Entries supplied
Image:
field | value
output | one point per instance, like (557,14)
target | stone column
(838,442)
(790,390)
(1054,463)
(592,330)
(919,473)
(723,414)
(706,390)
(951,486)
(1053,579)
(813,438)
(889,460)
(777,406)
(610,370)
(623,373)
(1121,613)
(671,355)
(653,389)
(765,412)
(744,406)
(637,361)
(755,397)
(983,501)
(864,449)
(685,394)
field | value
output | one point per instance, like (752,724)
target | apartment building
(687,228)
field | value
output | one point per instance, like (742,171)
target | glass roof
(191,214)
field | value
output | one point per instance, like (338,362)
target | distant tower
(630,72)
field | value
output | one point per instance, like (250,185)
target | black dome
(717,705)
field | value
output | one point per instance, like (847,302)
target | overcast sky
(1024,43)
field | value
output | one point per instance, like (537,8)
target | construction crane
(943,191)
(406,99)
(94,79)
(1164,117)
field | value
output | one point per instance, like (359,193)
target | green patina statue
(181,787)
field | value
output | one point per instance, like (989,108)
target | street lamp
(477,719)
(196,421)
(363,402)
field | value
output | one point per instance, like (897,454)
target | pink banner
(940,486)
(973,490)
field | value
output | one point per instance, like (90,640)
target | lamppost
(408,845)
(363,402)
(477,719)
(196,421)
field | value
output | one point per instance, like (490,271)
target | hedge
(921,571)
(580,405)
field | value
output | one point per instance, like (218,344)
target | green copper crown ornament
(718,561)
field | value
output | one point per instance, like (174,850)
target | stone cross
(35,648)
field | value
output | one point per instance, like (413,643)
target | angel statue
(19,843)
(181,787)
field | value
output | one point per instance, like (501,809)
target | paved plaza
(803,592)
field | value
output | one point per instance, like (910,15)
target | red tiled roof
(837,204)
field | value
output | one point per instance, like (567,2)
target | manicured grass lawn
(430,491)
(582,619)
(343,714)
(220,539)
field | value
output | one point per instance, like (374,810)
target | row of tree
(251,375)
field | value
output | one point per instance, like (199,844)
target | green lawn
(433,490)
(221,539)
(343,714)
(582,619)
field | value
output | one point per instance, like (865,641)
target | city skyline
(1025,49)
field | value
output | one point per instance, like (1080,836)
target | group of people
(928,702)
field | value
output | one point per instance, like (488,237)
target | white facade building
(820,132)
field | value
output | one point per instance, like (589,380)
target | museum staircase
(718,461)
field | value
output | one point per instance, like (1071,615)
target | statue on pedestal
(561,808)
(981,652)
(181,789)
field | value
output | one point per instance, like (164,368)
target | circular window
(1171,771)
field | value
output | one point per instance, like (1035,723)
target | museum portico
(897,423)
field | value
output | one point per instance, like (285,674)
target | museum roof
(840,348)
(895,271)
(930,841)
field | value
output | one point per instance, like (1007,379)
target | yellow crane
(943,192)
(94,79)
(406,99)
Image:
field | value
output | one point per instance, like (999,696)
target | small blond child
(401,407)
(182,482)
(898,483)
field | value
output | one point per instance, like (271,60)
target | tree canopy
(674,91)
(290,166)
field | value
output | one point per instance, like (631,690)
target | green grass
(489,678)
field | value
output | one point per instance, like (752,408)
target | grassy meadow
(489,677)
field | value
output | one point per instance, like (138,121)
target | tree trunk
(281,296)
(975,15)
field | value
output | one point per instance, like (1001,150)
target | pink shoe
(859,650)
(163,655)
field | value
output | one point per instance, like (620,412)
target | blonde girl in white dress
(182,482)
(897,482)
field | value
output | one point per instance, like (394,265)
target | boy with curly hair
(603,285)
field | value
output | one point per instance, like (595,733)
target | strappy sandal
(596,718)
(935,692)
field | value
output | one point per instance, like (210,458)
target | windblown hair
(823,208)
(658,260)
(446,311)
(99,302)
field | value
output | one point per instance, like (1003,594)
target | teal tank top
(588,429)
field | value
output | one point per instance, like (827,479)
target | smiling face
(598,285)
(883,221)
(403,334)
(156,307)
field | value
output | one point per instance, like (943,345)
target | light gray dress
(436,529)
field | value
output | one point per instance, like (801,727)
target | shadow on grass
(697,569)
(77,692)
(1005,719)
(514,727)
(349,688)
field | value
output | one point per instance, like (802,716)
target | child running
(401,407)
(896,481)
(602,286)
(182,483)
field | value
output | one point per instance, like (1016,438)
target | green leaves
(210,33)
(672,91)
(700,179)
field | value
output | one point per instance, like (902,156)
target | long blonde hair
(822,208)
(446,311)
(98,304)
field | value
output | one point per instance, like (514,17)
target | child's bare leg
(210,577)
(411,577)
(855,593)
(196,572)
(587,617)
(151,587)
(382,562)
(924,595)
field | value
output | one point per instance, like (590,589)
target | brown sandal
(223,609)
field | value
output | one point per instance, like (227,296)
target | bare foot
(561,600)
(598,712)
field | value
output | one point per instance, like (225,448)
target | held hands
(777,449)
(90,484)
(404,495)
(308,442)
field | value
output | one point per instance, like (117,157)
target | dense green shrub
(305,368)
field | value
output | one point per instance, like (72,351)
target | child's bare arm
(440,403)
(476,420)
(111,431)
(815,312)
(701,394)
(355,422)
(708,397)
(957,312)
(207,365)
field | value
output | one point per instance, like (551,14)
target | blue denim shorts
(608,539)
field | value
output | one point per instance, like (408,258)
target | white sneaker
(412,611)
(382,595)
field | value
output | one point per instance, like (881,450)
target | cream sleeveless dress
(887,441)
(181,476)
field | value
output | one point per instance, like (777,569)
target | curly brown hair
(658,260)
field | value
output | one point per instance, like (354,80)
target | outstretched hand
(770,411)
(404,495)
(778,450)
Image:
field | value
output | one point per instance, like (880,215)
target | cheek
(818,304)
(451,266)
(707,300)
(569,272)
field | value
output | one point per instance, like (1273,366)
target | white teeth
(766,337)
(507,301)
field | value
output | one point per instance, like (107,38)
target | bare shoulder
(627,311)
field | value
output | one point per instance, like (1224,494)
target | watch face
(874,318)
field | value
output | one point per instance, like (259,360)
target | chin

Exercise brief
Take the entries and copy them out exactly.

Full solution
Image:
field | value
output | one point per instance, like (557,14)
target | stone column
(838,442)
(790,390)
(1054,463)
(592,330)
(919,473)
(723,414)
(706,390)
(951,486)
(1053,579)
(813,438)
(889,460)
(777,406)
(610,370)
(623,373)
(1121,613)
(671,355)
(653,389)
(765,412)
(744,406)
(637,361)
(755,397)
(983,501)
(864,449)
(685,394)
field | value
output | one point per instance, like (752,724)
target | apartment building
(687,228)
field | value
output | one point per instance, like (742,171)
target | glass roof
(191,214)
field | value
output | one point per instance, like (338,362)
target | distant tower
(630,72)
field | value
output | one point per instance, like (250,185)
target | black dome
(717,705)
field | value
output | one point per instance, like (847,302)
target | overcast sky
(1024,43)
field | value
output | one point per instance, like (537,8)
target | construction crane
(943,191)
(406,99)
(94,79)
(1164,117)
field | value
output | one point per instance, like (359,193)
target | green patina statue
(181,787)
field | value
output | one point per instance, like (989,108)
target | street lamp
(477,719)
(196,421)
(363,402)
field | value
output | one point per instance, like (897,454)
target | pink banner
(940,486)
(973,490)
field | value
output | one point per instance, like (90,640)
target | lamppost
(408,845)
(363,402)
(477,719)
(196,421)
field | value
output | one point per instance, like (490,271)
target | hedge
(921,571)
(580,405)
field | value
output | one point per instance, like (218,344)
target | green copper crown ornament
(718,561)
field | value
output | one point per instance, like (174,850)
target | stone cross
(35,648)
field | value
output | one point per instance, like (413,643)
target | angel statue
(19,843)
(181,787)
field | value
output | one point per instance, like (501,809)
target | paved plaza
(803,592)
field | value
output | one point per instance, like (910,15)
target | red tiled roof
(837,204)
field | value
output | one point per instance, like (567,2)
target | manicured grass lawn
(430,491)
(582,619)
(343,714)
(220,539)
field | value
output | one point per instance, like (374,810)
target | row of tree
(251,375)
field | value
output | one point per instance, like (199,844)
target | green lawn
(433,490)
(221,539)
(343,714)
(582,619)
field | value
output | one point per instance, like (865,641)
target | city skyline
(1025,49)
field | value
output | one point per instance, like (1080,836)
target | group of people
(928,702)
field | value
output | one point per instance, like (488,237)
target | white facade building
(820,132)
field | value
output | one point per instance, like (589,380)
target | museum staircase
(718,461)
field | value
output | one point per instance, like (1071,615)
target | statue on pedestal
(561,808)
(981,652)
(181,789)
field | value
output | one point per instance, like (164,368)
target | circular window
(1171,771)
field | value
output | one point per instance, like (1035,723)
target | museum portico
(897,423)
field | value
output | one point per instance, like (285,674)
target | museum roof
(840,348)
(895,271)
(930,841)
field | value
output | one point per instance, like (1007,379)
target | yellow crane
(943,192)
(94,79)
(406,99)
Image:
field | value
output | one point per instance, like (999,696)
target | small blond child
(401,407)
(182,482)
(898,483)
field | value
output | one point per instance, like (271,60)
target | tree canopy
(674,91)
(290,166)
field | value
output | one point per instance, like (631,690)
target | green grass
(489,678)
field | value
output | one point per instance, like (752,408)
target | grassy meadow
(489,677)
field | value
output | one point per instance, like (138,121)
target | tree trunk
(281,296)
(975,15)
field | value
output | one point per instance, like (1001,150)
target | pink shoe
(859,650)
(163,655)
field | value
output | one point per instance, like (620,412)
target | blonde girl in white dress
(182,482)
(897,482)
field | value
output | one point per instance, like (394,265)
target | boy with curly hair
(603,285)
field | value
output | one point per instance, like (595,733)
target | strappy sandal
(596,718)
(935,692)
field | value
output | one point per instance, like (210,458)
target | windblown hair
(823,208)
(658,260)
(446,311)
(99,302)
field | value
output | one point per instance, like (1003,594)
target | teal tank top
(588,429)
field | value
output | one point per instance, like (827,479)
target | smiling face
(598,285)
(883,221)
(403,334)
(156,307)
field | value
output | one point per instance, like (943,345)
target | light gray dress
(436,529)
field | value
output | one point per instance, like (801,727)
target | shadow on grass
(697,569)
(77,692)
(1005,719)
(514,727)
(349,688)
field | value
output | one point per instance, like (802,716)
target | child running
(401,407)
(896,481)
(602,286)
(182,483)
field | value
output | one point per instance, like (1016,438)
target | green leaves
(210,33)
(672,91)
(700,179)
field | value
output | one point per instance, like (902,156)
target | long blonde hair
(822,208)
(446,311)
(98,304)
field | value
output | one point per instance, like (514,17)
target | child's bare leg
(210,577)
(411,577)
(855,593)
(196,572)
(587,617)
(151,587)
(382,562)
(924,595)
field | value
output | one point per instance, like (590,589)
target | brown sandal
(223,609)
field | value
output | one point per instance, like (227,296)
target | bare foot
(561,600)
(598,712)
field | value
output | one point per instance, like (225,448)
target | held hands
(777,449)
(90,484)
(404,495)
(308,442)
field | value
output | one point per instance, like (117,157)
target | dense green shrub
(305,368)
field | value
output | one point per instance, like (72,351)
target | child's bare arm
(440,403)
(476,420)
(111,431)
(815,312)
(701,394)
(355,422)
(708,397)
(957,312)
(207,365)
field | value
output | one point per instance, like (551,14)
target | blue denim shorts
(608,539)
field | value
output | one point per instance, like (408,258)
target | white sneaker
(412,611)
(382,595)
field | value
output | one point per instance, like (881,450)
target | cream sleeveless dress
(887,441)
(181,476)
field | value
output | one point per instance, like (777,569)
target | curly brown hair
(658,260)
field | value
output | one point per instance, like (354,80)
target | outstretched hand
(770,411)
(404,495)
(778,450)
Image:
field | value
output | one point per instance, like (880,215)
target | cheek
(818,304)
(451,266)
(707,300)
(569,272)
field | value
output | one point per instance, like (1273,366)
target | white teeth
(766,337)
(507,301)
field | value
output | one point per instance, like (107,38)
target | bare shoulder
(627,311)
field | value
output | one point per instance, like (1224,494)
target | watch face
(874,318)
field | value
output | one point per instance, like (259,360)
target | chin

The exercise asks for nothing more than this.